■ **TEXTE À LIRE**:
##############################
Si le programme a ouvert ses portes, le nombre d’entreprises inclus n’est pas encore arrivé à son maximum. « Certaines entreprises sont encore en gestion de crise, elles ont la tête dans le guidon et n’ont pas le temps de prendre le recul nécessaire et de se poser les bonnes questions. Cela dépend du secteur, de la maturité des entreprises, certaines sont happées par le pur opérationnel », éclaire Alice Olivieri, qui prédit que de nouvelles candidatures arriveront sur le bureau de la CCI plus tardivement, quitte à suivre un programme en version plus concentrée, sur un temps plus réduit. « C’est un programme flash », rappelle-t-elle, afin de les accompagner dans la gestion de l’urgence. « Alors si cette offre gratuite pour les entreprises leur permet de capitaliser sur d’autres postes de dépense, et contribuer à la pérennité des entreprises », la mission sera remplie. Car le but de Reboost ne consiste pas seulement à aider à l’instant T, mais à effectuer aussi un bilan de la santé des entreprises qui auront été accompagnées. « Nous allons suivre l’évolution du chiffre d’affaires, vérifier le taux de maintien de l’emploi voire la création d’emploi, et suivre les évolutions du dirigeant en tant que tel ».

Le territoire val-de-marnais peut également bénéficier du programme « Relance entreprise » de Soluccio, développé au niveau régional. Élisabeth Wallerand, responsable entreprises de la CCI Val-de-Marne, détaille cet accompagnement, plus pertinent que jamais. « Les dirigeants que nous avons actuellement au téléphone sont certes au milieu du guet, mais ils ne sont pas démoralisés pour autant. Ils sont plutôt dans l’optique d’une reprise ». Elle souligne, comme Alice Olivieri, qu’ils ne sont cependant pas dans la perspective de « reprendre comme avant », mais au cœur d’une réflexion stratégique. La crise a été, pour beaucoup, un véritable révélateur. « Pour ceux qui remettaient au surlendemain le passage au numérique, cela devient crucial de penser le numérique pas seulement comme un site vitrine mais marchand aussi, par exemple », précise-t-elle. Sécuriser son business, se conformer aux réglementations, à la sécurité, aux RH, tout comme développer le côté purement commercial, envisager la croissance externe ou encore les reprises d’entreprise, autant de points abordés lors de cet accompagnement. Le site offre non seulement un « diagnotic » qui passe par une « check-list relance » (une série de 20 questions thématiques) et le suivi par un conseiller, mais aussi des fiches pratiques et webinars gratuits pour se former et s’informer.
##############################
■ **DONNÉES FOURNIES**:

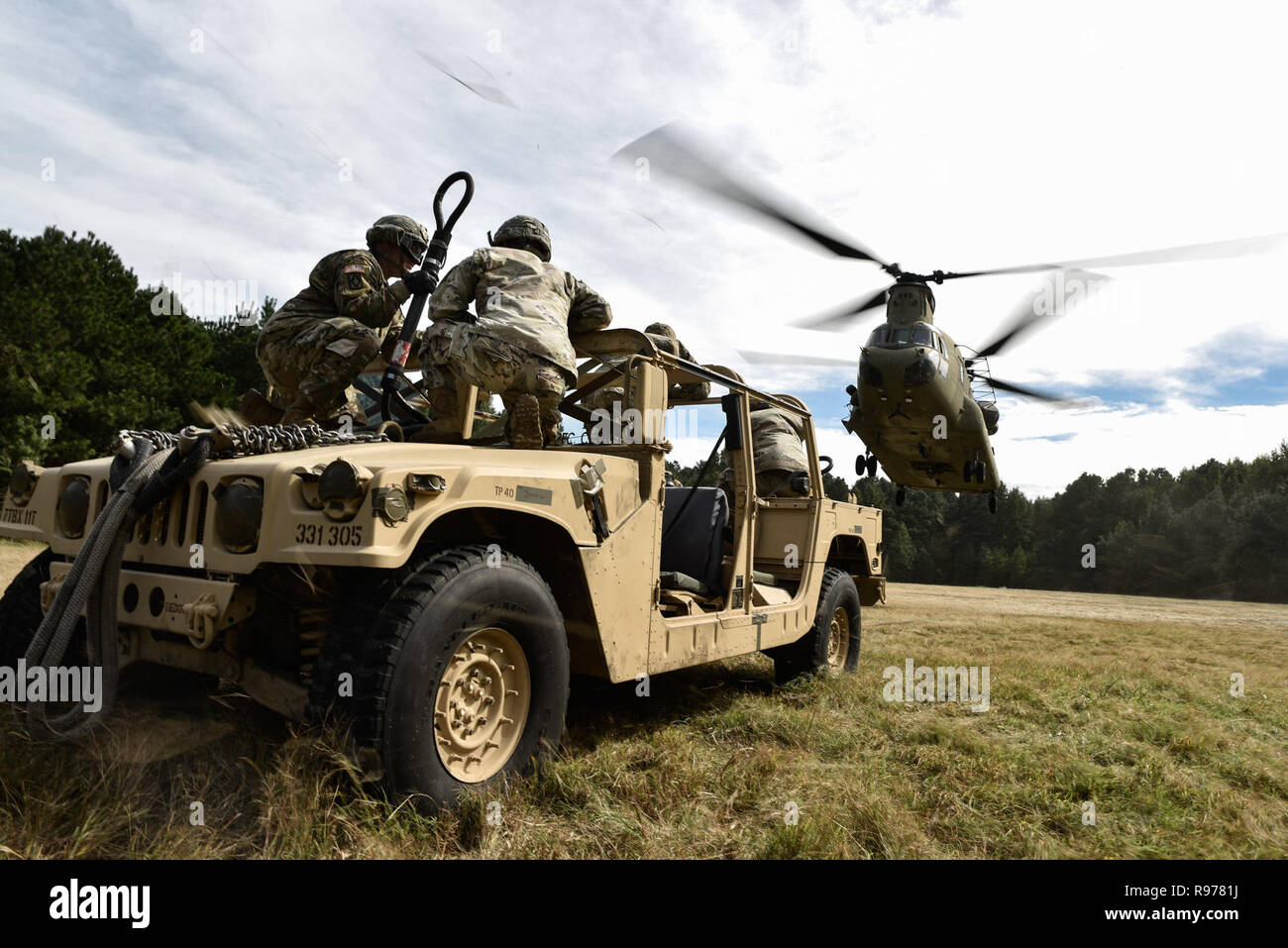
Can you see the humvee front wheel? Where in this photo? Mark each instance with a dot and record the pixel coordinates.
(464, 679)
(832, 643)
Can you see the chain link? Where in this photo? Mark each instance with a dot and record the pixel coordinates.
(241, 441)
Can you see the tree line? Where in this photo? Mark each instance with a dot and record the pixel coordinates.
(1216, 531)
(86, 351)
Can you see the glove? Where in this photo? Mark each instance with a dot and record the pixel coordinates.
(419, 282)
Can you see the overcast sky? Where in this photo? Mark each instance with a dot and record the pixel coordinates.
(246, 141)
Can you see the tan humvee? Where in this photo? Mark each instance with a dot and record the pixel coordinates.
(439, 595)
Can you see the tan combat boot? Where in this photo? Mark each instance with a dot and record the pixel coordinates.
(526, 424)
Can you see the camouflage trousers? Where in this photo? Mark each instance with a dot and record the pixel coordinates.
(769, 483)
(455, 357)
(310, 364)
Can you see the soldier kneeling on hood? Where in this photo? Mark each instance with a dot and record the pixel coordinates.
(316, 346)
(515, 343)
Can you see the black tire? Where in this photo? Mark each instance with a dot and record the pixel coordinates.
(810, 653)
(21, 614)
(420, 633)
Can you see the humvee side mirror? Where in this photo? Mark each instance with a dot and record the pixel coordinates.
(732, 407)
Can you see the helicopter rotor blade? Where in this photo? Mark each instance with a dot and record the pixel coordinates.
(668, 151)
(490, 93)
(844, 317)
(1029, 313)
(1021, 390)
(1218, 250)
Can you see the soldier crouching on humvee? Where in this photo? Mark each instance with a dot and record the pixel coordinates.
(778, 454)
(516, 344)
(314, 347)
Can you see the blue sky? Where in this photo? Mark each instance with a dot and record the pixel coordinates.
(245, 141)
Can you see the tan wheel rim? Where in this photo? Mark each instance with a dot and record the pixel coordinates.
(838, 640)
(482, 704)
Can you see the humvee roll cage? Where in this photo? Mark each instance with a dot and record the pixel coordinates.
(634, 344)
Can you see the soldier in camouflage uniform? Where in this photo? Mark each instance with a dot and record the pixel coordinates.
(780, 454)
(314, 347)
(516, 343)
(665, 339)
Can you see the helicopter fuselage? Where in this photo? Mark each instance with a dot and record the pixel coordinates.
(913, 407)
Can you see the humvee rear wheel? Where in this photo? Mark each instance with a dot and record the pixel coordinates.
(838, 640)
(463, 681)
(832, 643)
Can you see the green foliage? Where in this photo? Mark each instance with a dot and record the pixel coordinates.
(85, 351)
(1214, 531)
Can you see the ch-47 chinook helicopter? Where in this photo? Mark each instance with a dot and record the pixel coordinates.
(922, 404)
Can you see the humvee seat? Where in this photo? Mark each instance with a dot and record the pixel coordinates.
(694, 548)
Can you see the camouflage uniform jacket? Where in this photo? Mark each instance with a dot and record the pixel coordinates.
(520, 300)
(349, 283)
(777, 442)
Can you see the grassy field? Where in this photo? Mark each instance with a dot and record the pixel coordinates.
(1120, 700)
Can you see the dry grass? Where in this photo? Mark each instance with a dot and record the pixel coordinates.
(1129, 711)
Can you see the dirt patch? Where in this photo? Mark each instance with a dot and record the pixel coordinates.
(917, 601)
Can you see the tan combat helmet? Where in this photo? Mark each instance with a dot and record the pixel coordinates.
(400, 231)
(523, 233)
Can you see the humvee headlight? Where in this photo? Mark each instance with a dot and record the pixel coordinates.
(22, 481)
(73, 507)
(342, 487)
(239, 509)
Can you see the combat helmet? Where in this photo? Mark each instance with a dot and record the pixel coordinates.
(523, 233)
(400, 231)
##############################
■ **TRAVAIL DEMANDÉ**:
(a) D'après le texte sur l'accompagnement des entreprises par la CCI, combien de questions thématiques compte la « check-list relance » ?
(b) Recopiez à l'identique les lignes des entrées, en partant de celle qui contient « Can you see the tan combat boot? » et en allant jusqu'à celle qui contient « (1214, 531) », ces deux lignes comprises.

■ **CORRIGÉS DÉTAILLÉS**:
(a) La « check-list relance » compte 20 questions thématiques.

(b)
Can you see the tan combat boot? Where in this photo? Mark each instance with a dot and record the pixel coordinates.
(526, 424)
Can you see the camouflage trousers? Where in this photo? Mark each instance with a dot and record the pixel coordinates.
(769, 483)
(455, 357)
(310, 364)
Can you see the soldier kneeling on hood? Where in this photo? Mark each instance with a dot and record the pixel coordinates.
(316, 346)
(515, 343)
Can you see the black tire? Where in this photo? Mark each instance with a dot and record the pixel coordinates.
(810, 653)
(21, 614)
(420, 633)
Can you see the humvee side mirror? Where in this photo? Mark each instance with a dot and record the pixel coordinates.
(732, 407)
Can you see the helicopter rotor blade? Where in this photo? Mark each instance with a dot and record the pixel coordinates.
(668, 151)
(490, 93)
(844, 317)
(1029, 313)
(1021, 390)
(1218, 250)
Can you see the soldier crouching on humvee? Where in this photo? Mark each instance with a dot and record the pixel coordinates.
(778, 454)
(516, 344)
(314, 347)
Can you see the blue sky? Where in this photo? Mark each instance with a dot and record the pixel coordinates.
(245, 141)
Can you see the tan wheel rim? Where in this photo? Mark each instance with a dot and record the pixel coordinates.
(838, 640)
(482, 704)
Can you see the humvee roll cage? Where in this photo? Mark each instance with a dot and record the pixel coordinates.
(634, 344)
Can you see the soldier in camouflage uniform? Where in this photo? Mark each instance with a dot and record the pixel coordinates.
(780, 454)
(314, 347)
(516, 343)
(665, 339)
Can you see the helicopter fuselage? Where in this photo? Mark each instance with a dot and record the pixel coordinates.
(913, 407)
Can you see the humvee rear wheel? Where in this photo? Mark each instance with a dot and record the pixel coordinates.
(838, 640)
(463, 681)
(832, 643)
Can you see the green foliage? Where in this photo? Mark each instance with a dot and record the pixel coordinates.
(85, 351)
(1214, 531)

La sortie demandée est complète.